Document passage
* * *

AC/DC´s It´s A Long Way To The Top sounds more like an epitaph rather than the valedictory original, while Kiss´s Crazy Crazy Nights is strictly morningafter. They even strech more mileage from Love Will Tear Us Apart, but it´s the virtually unknown These Days by Matt Burt that really catches the imagination, a gosthly reverie that more than matches Jolene for hair-prickling delight. 8/10.
Rock Sound (UK)

There is some audacious and beautiful work here. Not only have they taken on classically sad songs, but they´ve managed, without irony or archness, to find a lonely, tremulous heart to songs by Kiss and AC/DC. Prince´s Condition Of The Heart is my current favourite, but it´s all quite, quite gorgeous.
The Word (UK)

Otherworldly hymns of Nordic elegance. A beguiling and moving experience.
Clash (UK)

There is a seductively hypnotic power to her trancelike ability to hold a note, slowing a song´s narrative to a single moment of distillation against Qvenild´s mystical electronic washes.
Jazzwise (UK)

This superb follow-up of oddball cover versions is deeper and richer still. Starting with Leonard Cohen´s Hallelujah and ending with Sandy Denny´s Fotheringay, via AC/DC, Prince, Dylan and Joy Division in between, Wallmrød´s pure, anguished voice and Qvenild´s spare settings create a spectral music of great beauty and passion. If you thought the best had already come and gone, try this. 5/5.
Independent On Sunday (UK)

* * *

Items from a dataset
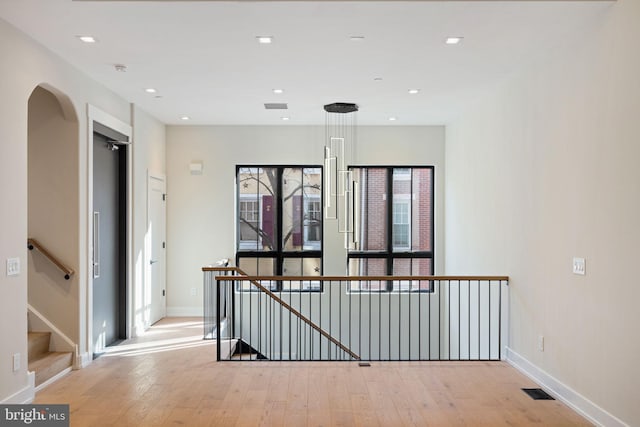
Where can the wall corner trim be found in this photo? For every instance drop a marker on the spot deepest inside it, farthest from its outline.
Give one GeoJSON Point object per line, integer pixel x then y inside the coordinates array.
{"type": "Point", "coordinates": [560, 391]}
{"type": "Point", "coordinates": [26, 395]}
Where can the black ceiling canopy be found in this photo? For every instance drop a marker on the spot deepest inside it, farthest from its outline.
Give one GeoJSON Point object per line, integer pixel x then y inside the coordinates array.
{"type": "Point", "coordinates": [340, 107]}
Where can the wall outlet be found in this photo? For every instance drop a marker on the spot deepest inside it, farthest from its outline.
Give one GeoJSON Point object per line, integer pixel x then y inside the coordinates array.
{"type": "Point", "coordinates": [13, 266]}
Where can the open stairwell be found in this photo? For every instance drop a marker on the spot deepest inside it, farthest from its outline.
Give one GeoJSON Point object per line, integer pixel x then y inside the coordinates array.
{"type": "Point", "coordinates": [46, 364]}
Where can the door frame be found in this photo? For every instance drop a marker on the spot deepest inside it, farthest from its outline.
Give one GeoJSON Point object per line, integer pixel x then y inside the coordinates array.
{"type": "Point", "coordinates": [147, 258]}
{"type": "Point", "coordinates": [94, 114]}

* * *

Direction 1
In the review excerpts, which Prince song does The Word name as its current favorite?
Direction 2
Rewrite the review excerpts between "This superb follow-up" and "try this. 5/5.", inclusive, using "splendid" in place of "superb".
You won't need the lines.

Full solution 1
Condition Of The Heart

Full solution 2
This splendid follow-up of oddball cover versions is deeper and richer still. Starting with Leonard Cohen´s Hallelujah and ending with Sandy Denny´s Fotheringay, via AC/DC, Prince, Dylan and Joy Division in between, Wallmrød´s pure, anguished voice and Qvenild´s spare settings create a spectral music of great beauty and passion. If you thought the best had already come and gone, try this. 5/5.